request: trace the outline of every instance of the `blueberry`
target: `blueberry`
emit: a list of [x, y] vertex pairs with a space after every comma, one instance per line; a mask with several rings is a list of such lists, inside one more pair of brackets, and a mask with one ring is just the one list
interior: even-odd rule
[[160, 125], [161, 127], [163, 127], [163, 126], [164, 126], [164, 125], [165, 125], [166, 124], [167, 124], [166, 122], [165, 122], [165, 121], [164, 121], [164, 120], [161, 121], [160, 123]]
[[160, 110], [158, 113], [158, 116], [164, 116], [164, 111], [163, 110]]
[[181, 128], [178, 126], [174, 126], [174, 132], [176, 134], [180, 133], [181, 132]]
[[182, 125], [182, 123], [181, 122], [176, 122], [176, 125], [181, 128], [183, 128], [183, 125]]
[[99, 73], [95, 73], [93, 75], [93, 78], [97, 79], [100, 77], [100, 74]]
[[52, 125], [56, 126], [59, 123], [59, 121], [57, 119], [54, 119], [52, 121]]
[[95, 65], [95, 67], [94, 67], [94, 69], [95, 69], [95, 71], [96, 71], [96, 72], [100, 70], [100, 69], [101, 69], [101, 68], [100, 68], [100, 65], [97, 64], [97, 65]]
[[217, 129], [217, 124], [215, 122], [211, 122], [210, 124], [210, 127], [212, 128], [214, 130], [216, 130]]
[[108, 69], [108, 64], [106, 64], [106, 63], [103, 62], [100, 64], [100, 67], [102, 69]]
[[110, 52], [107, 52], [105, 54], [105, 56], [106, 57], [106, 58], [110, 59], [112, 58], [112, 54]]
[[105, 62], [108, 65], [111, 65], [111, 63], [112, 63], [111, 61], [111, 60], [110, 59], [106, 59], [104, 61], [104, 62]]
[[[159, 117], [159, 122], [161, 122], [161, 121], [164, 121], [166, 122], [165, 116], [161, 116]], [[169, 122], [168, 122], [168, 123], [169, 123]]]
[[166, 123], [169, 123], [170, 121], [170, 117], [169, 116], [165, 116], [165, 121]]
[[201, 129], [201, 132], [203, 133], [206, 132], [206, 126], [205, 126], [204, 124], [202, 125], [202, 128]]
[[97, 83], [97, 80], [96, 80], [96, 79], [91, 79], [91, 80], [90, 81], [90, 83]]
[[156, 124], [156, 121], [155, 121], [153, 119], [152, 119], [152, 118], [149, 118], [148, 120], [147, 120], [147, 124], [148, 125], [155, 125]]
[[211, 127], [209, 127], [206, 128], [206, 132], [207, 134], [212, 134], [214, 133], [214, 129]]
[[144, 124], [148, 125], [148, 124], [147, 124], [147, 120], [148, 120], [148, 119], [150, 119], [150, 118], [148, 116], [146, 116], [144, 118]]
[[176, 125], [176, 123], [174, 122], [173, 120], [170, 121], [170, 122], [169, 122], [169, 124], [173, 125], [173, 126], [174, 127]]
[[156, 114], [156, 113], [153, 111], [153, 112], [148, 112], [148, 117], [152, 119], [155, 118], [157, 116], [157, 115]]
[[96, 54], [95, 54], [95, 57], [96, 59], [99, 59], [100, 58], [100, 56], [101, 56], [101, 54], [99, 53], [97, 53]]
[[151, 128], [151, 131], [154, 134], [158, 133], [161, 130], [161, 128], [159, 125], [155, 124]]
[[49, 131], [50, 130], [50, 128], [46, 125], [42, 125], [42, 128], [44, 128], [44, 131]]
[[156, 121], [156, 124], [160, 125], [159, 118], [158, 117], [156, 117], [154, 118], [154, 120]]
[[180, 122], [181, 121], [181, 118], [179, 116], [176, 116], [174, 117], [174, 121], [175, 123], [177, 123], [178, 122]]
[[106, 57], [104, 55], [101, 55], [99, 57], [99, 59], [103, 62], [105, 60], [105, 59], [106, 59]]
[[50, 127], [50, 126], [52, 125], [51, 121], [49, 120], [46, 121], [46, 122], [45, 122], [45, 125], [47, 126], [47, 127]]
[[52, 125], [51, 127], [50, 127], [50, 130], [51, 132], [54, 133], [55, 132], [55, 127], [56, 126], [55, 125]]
+ + + +
- WORK TO COMPLETE
Can you update the lines above so that every "blueberry" reads "grape", with everything else left the same?

- SOLVED EXERCISE
request: trace the outline of every instance of the `grape`
target: `grape`
emit: a list of [x, y] vertex pairs with a space after every comma, one instance per line; a mask with several rings is a list of such lists, inside one more pair of brackets, and a mask with one ring is just the one list
interior: even-odd rule
[[160, 125], [161, 127], [163, 127], [163, 126], [164, 126], [164, 125], [165, 125], [166, 124], [167, 124], [166, 122], [165, 122], [165, 121], [164, 121], [164, 120], [161, 121], [160, 123]]
[[160, 110], [158, 113], [158, 116], [164, 116], [164, 111], [163, 110]]
[[181, 128], [178, 126], [174, 126], [174, 132], [176, 134], [180, 133], [181, 132]]
[[182, 125], [182, 123], [181, 122], [176, 122], [176, 125], [181, 128], [183, 128], [183, 125]]
[[99, 73], [95, 73], [93, 75], [93, 78], [97, 79], [100, 77], [100, 74]]
[[52, 125], [56, 126], [59, 123], [59, 121], [57, 119], [54, 119], [52, 121]]
[[95, 65], [95, 67], [94, 67], [94, 69], [95, 69], [95, 71], [96, 71], [96, 72], [100, 70], [100, 69], [101, 69], [101, 68], [100, 68], [100, 65], [97, 64], [97, 65]]
[[217, 129], [217, 124], [215, 122], [211, 122], [210, 124], [210, 127], [212, 128], [214, 130], [216, 130]]
[[108, 69], [108, 64], [106, 64], [106, 63], [103, 62], [100, 64], [100, 67], [102, 69]]
[[110, 52], [107, 52], [105, 54], [105, 56], [106, 57], [106, 58], [110, 59], [112, 58], [112, 54]]
[[105, 62], [108, 65], [111, 65], [111, 63], [112, 63], [111, 61], [111, 60], [110, 59], [106, 59], [104, 61], [104, 62]]
[[[159, 117], [159, 122], [161, 122], [161, 121], [164, 121], [166, 122], [165, 116], [161, 116]], [[169, 122], [168, 122], [168, 123], [169, 123]]]
[[166, 123], [169, 123], [170, 121], [170, 117], [169, 116], [165, 116], [165, 121]]
[[201, 129], [201, 132], [203, 133], [206, 132], [206, 126], [205, 126], [204, 124], [202, 125], [202, 128]]
[[97, 83], [97, 80], [96, 80], [96, 79], [91, 79], [91, 80], [90, 81], [90, 83]]
[[156, 124], [156, 121], [155, 121], [153, 119], [152, 119], [152, 118], [149, 118], [148, 120], [147, 120], [147, 124], [148, 125], [155, 125]]
[[211, 127], [209, 127], [206, 128], [206, 132], [207, 134], [212, 134], [214, 133], [214, 129]]
[[144, 124], [148, 125], [148, 124], [147, 124], [147, 120], [148, 120], [148, 119], [150, 119], [150, 118], [148, 116], [146, 116], [144, 118]]
[[176, 125], [176, 123], [174, 122], [173, 120], [170, 121], [170, 122], [169, 122], [169, 124], [173, 125], [173, 126], [174, 127]]
[[156, 114], [156, 113], [153, 111], [153, 112], [148, 112], [148, 117], [152, 119], [155, 118], [157, 116], [157, 115]]
[[96, 54], [95, 54], [95, 57], [96, 59], [99, 59], [100, 58], [100, 56], [101, 56], [101, 54], [99, 53], [97, 53]]
[[151, 128], [151, 131], [154, 134], [158, 133], [161, 130], [161, 128], [159, 125], [155, 124]]
[[49, 131], [50, 130], [50, 128], [46, 125], [42, 125], [42, 128], [44, 128], [44, 131]]
[[156, 121], [156, 124], [160, 125], [159, 118], [158, 117], [156, 117], [154, 118], [154, 120]]
[[180, 122], [181, 121], [181, 118], [179, 116], [176, 116], [174, 117], [174, 121], [175, 123], [177, 123], [178, 122]]
[[106, 57], [104, 55], [101, 55], [99, 57], [99, 59], [103, 62], [105, 60], [105, 59], [106, 59]]
[[50, 127], [50, 126], [52, 125], [51, 121], [49, 120], [46, 121], [46, 122], [45, 122], [45, 125], [47, 126], [47, 127]]
[[52, 125], [51, 127], [50, 127], [50, 130], [51, 132], [54, 133], [55, 132], [55, 127], [56, 126], [55, 125]]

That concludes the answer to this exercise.